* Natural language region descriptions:

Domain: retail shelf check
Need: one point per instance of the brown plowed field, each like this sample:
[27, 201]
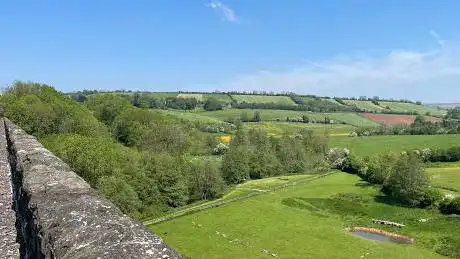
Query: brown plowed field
[395, 119]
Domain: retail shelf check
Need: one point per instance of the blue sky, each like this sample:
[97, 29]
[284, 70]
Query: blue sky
[401, 49]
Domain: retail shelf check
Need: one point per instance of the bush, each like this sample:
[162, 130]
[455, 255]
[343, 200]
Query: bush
[432, 198]
[407, 180]
[451, 206]
[337, 157]
[220, 149]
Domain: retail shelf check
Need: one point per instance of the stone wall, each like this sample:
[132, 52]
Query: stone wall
[58, 215]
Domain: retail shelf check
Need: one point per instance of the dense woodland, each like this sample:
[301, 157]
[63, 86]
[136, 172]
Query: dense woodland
[142, 159]
[148, 162]
[314, 103]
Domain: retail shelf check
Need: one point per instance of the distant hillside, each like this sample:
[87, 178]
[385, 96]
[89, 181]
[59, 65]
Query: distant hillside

* WHAT NEEDS TO BE DONE:
Every entry above should come back exactly as written, except for its pictures.

* RESPONSE BELOW:
Domain: retail shelf check
Need: one point per instance of the brown plowed field, each like this sample:
[27, 201]
Query: brown plowed field
[395, 119]
Domain: retail shelf check
Need: one point per instance of the blue sky, each like this sample:
[97, 29]
[284, 70]
Query: blue sky
[401, 49]
Domain: retail shelf check
Need: one point per instance of the bush, each like this sample:
[162, 130]
[455, 255]
[343, 200]
Query: bush
[432, 198]
[407, 180]
[451, 206]
[337, 157]
[220, 149]
Domain: retail shelf check
Need: one point per instance of the stone wall, each like this sample:
[132, 52]
Query: stone wall
[58, 215]
Domain: retail shelf check
Need: one point per instance of the dense woodland, each like this sample:
[301, 157]
[63, 86]
[136, 172]
Query: dense woodland
[142, 159]
[148, 162]
[314, 103]
Domain: retail shelf check
Need: one point per instance of the distant hillside, each like this sample:
[87, 178]
[385, 96]
[89, 181]
[59, 65]
Query: distant hillside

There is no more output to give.